--- The request ---
In the mailing-list post, rewrite the passage from "I don't see" to "the same problem?", changing "hung" to "stuck".

[infinispan-dev] JGRP-1877

Bela Ban bban at redhat.com
Thu Sep 11 07:44:50 EDT 2014



On 10/09/14 23:03, Sanne Grinovero wrote:
> Very interesting, I didn't know about the negative value being an
> option; don't replace all occurrences though as in some cases
> System.currentTimeMillis() is more appropriate, you can find some
> interesting discussions here:
> http://lists.jboss.org/pipermail/infinispan-dev/2011-October/009277.html

I don't see a single case where I should use currentTimeMillis() (except 
for some simple testing code): nanoTime() is not affected by system 
clock changes, currentTimeMillis() is.

JGroups mostly uses both calls to measure elapsed time, or to determine 
when something has timed out (e.g. an RPC).


> I'm having a test shutdown "hung" right now; all other nodes have
> stopped since minutes already, but the following is still hung.. could
> it be the same problem?

Could be, but I don't know. Chances of this happening are very low.

I'm going to see if I should log the time to wait in a TRACE statement, 
so we can determine extremely high waits (or maybe just log if it 
exceeds a threshold). This would also show negative wait times

> I'm extremely surprised I could hit it.
>
> java.lang.Thread.State: TIMED_WAITING (parking)
> at sun.misc.Unsafe.park(Native Method)
> - parking to wait for  <0x000000071b442558> (a
> java.util.concurrent.locks.AbstractQueuedSynchronizer$ConditionObject)
> at java.util.concurrent.locks.LockSupport.parkNanos(LockSupport.java:215)
> at java.util.concurrent.locks.AbstractQueuedSynchronizer$ConditionObject.await(AbstractQueuedSynchronizer.java:2163)
> at org.jgroups.blocks.Request.responsesComplete(Request.java:197)
> at org.jgroups.blocks.Request.execute(Request.java:89)
> at org.jgroups.blocks.MessageDispatcher.sendMessage(MessageDispatcher.java:406)
> at org.infinispan.remoting.transport.jgroups.CommandAwareRpcDispatcher.processSingleCall(CommandAwareRpcDispatcher.java:370)
> at org.infinispan.remoting.transport.jgroups.CommandAwareRpcDispatcher.invokeRemoteCommand(CommandAwareRpcDispatcher.java:167)

--- Records supplied ---
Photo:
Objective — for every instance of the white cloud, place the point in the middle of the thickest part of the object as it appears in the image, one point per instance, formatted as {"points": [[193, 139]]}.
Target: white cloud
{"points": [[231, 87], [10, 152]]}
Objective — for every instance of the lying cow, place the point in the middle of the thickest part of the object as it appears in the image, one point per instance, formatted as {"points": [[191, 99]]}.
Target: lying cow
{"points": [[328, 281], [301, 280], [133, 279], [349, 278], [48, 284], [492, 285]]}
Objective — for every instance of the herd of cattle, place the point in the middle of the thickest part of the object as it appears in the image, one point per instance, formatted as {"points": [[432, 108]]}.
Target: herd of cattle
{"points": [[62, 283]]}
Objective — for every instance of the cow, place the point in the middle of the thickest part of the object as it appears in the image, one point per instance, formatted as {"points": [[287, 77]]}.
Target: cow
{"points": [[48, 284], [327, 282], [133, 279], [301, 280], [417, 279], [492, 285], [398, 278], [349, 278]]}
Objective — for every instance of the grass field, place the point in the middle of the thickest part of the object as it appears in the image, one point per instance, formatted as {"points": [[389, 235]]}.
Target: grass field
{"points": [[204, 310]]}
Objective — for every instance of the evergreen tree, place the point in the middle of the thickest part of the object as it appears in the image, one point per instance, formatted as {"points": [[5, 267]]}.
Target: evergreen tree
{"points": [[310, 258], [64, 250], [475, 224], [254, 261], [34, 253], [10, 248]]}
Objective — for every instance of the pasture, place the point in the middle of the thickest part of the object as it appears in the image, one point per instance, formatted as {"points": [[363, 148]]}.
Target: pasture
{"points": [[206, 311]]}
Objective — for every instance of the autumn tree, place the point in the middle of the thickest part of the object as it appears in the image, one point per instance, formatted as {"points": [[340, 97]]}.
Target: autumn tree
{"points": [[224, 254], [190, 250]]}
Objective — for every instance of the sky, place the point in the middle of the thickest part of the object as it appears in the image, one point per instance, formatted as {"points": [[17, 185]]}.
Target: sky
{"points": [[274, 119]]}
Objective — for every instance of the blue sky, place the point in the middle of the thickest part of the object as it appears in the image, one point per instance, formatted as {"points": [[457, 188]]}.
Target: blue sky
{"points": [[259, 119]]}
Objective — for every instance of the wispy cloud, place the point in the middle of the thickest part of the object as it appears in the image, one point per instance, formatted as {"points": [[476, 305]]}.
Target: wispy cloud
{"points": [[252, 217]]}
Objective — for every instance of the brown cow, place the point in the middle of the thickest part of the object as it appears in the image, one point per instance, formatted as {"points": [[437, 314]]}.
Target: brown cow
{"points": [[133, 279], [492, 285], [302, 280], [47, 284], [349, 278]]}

--- Worked answer ---
I don't see a single case where I should use currentTimeMillis() (except 
for some simple testing code): nanoTime() is not affected by system 
clock changes, currentTimeMillis() is.

JGroups mostly uses both calls to measure elapsed time, or to determine 
when something has timed out (e.g. an RPC).


> I'm having a test shutdown "stuck" right now; all other nodes have
> stopped since minutes already, but the following is still stuck.. could
> it be the same problem?